» **What this task involves**: Your task is to copy every record exactly.

○ ○ ○ ○ ○

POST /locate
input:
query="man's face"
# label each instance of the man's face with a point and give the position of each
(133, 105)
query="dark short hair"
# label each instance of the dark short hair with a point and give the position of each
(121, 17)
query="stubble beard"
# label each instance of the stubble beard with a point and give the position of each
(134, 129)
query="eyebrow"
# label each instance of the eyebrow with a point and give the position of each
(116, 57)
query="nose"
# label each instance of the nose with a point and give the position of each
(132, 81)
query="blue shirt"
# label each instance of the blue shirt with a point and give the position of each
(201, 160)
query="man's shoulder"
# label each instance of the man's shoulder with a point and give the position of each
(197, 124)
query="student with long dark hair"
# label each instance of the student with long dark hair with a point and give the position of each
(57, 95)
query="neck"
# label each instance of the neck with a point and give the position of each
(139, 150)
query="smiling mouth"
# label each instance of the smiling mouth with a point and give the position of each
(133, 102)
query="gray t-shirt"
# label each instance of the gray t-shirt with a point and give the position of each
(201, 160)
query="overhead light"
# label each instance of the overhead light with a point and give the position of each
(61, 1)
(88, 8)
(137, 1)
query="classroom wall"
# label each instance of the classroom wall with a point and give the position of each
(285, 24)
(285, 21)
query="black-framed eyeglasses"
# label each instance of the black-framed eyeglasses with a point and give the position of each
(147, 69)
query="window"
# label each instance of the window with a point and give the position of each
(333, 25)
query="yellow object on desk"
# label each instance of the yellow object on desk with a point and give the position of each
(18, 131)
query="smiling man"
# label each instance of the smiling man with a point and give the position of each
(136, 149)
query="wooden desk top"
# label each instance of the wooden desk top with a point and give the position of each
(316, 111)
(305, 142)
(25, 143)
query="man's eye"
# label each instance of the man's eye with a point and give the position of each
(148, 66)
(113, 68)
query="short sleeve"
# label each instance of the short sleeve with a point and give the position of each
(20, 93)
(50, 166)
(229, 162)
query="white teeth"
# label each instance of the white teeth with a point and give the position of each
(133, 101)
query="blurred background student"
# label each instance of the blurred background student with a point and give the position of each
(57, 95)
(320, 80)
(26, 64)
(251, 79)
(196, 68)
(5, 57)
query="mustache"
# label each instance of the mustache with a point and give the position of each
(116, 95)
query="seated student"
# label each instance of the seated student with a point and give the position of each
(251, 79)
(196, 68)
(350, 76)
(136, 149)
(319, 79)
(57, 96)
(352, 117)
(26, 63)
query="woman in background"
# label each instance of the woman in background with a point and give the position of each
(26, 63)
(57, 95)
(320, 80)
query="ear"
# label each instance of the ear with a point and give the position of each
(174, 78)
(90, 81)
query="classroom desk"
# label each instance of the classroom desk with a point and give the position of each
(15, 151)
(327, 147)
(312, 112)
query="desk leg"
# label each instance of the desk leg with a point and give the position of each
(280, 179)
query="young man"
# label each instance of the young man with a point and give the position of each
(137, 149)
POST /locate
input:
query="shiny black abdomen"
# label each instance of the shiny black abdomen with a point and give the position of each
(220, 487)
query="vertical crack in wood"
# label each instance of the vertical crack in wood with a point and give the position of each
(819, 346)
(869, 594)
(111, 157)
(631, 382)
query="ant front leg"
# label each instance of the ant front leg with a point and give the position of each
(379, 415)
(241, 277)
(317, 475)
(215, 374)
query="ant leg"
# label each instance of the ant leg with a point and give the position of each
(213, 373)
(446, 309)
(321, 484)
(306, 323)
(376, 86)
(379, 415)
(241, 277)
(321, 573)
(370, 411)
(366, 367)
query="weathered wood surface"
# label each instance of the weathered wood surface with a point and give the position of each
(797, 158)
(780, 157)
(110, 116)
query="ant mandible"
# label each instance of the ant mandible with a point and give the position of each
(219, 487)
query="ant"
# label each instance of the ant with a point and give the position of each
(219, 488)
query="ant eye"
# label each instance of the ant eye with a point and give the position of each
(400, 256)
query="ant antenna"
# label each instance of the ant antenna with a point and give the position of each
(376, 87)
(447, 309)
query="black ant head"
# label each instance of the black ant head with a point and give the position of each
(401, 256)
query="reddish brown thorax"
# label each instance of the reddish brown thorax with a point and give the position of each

○ ○ ○ ○ ○

» **Final answer**:
POST /locate
input:
query="man's face"
# label each instance of the man's face with a point and give the position of each
(133, 105)
query="dark short hair"
# label each instance of the dark short hair with a point and give the position of each
(121, 17)
query="stubble beard"
# label each instance of the stubble beard with a point and give the position of each
(134, 129)
query="eyebrow"
# label each instance of the eyebrow with a point and give the position of each
(116, 57)
query="nose"
# label each instance of the nose with a point and give the position of each
(132, 81)
query="blue shirt"
# label each instance of the blue shirt with a point and give the position of each
(201, 160)
query="man's shoulder"
# label each instance of the man's shoulder with a point and give the position of each
(197, 124)
query="student with long dark hair"
# label each instance of the student with long dark hair with a point and give the position of each
(57, 95)
query="neck"
# label each instance of the neck with a point and give the position of each
(139, 150)
query="smiling mouth"
# label each instance of the smiling mouth with a point and give the position of each
(133, 102)
query="gray t-shirt"
# label each instance of the gray t-shirt with a point and give the position of each
(201, 160)
query="overhead light"
# label each instance of the overhead light with a point and give the position of each
(61, 1)
(88, 8)
(137, 1)
query="classroom wall"
# label each instance of the classroom wall with a point and give the position of each
(285, 24)
(285, 21)
query="black-framed eyeglasses"
# label each instance of the black-framed eyeglasses with a point and give the position of each
(147, 69)
query="window"
# label each instance of the window with a point and give the position of each
(333, 25)
query="yellow object on desk"
# label each instance of the yellow object on desk with a point and give the position of each
(18, 131)
query="smiling man"
# label each instance of the smiling man with a point and give the position of each
(136, 149)
query="wooden desk top"
# label each instance of the wooden desk top with a point and give the position of each
(316, 111)
(305, 142)
(25, 143)
query="man's eye"
# label each instance of the man's eye with a point and give the position of each
(148, 66)
(113, 68)
query="short sleeve"
# label each instance of the short sleeve with a point and give the position of each
(20, 93)
(50, 166)
(229, 162)
query="white teeth"
# label each instance of the white teeth with a point and give the position of each
(133, 101)
query="blurred background student"
# label each instance of the blurred background student with a point and give the position of each
(57, 95)
(320, 80)
(26, 64)
(251, 79)
(196, 68)
(5, 57)
query="mustache"
# label each instance of the mustache with a point and give the position of each
(116, 95)
query="seated student"
# label each instance of the seated student with a point and give the position of each
(251, 79)
(196, 68)
(350, 76)
(136, 149)
(319, 79)
(57, 96)
(352, 117)
(26, 63)
query="woman in background"
# label each instance of the woman in background with a point and give the position of each
(26, 63)
(57, 95)
(320, 80)
query="ear"
# label each instance of the ear with a point and give the position of each
(174, 78)
(90, 81)
query="classroom desk"
# label each instance of the classroom desk with a point and give the position of each
(15, 151)
(327, 147)
(312, 112)
query="desk leg"
# label each instance of the desk leg with a point and give the position of each
(280, 179)
query="young man"
# label each instance of the young man with a point and give the position of each
(137, 149)
POST /locate
input:
query="shiny black abdomen"
# label each instance of the shiny black abdomen with a point and give the position of each
(220, 487)
query="vertical crack in wood"
# label each instance of the vertical crack in wood with a point and give the position of each
(819, 346)
(869, 594)
(111, 157)
(631, 382)
query="ant front leg"
# label each instance of the ant front leg with a point and give the position of each
(379, 415)
(241, 277)
(317, 475)
(215, 374)
query="ant leg"
# label each instance of the ant leg with a point and give the position of each
(213, 373)
(446, 309)
(321, 484)
(306, 323)
(376, 86)
(379, 415)
(241, 277)
(321, 573)
(370, 411)
(366, 367)
query="weathered wood surface"
# label each instance of the weathered wood surface with a point and give the position of each
(797, 158)
(780, 157)
(110, 116)
query="ant mandible"
# label each instance of the ant mandible with a point and give the position of each
(219, 487)
query="ant"
# label each instance of the ant with a point and give the position of each
(219, 488)
query="ant eye"
# label each instance of the ant eye with a point and give the position of each
(400, 256)
query="ant antenna"
# label each instance of the ant antenna with a point and give the position of each
(376, 87)
(447, 309)
query="black ant head"
# label each instance of the black ant head with a point and give the position of each
(401, 256)
query="reddish brown thorax"
# label each instance of the reddish brown thorax with a point and give the position of each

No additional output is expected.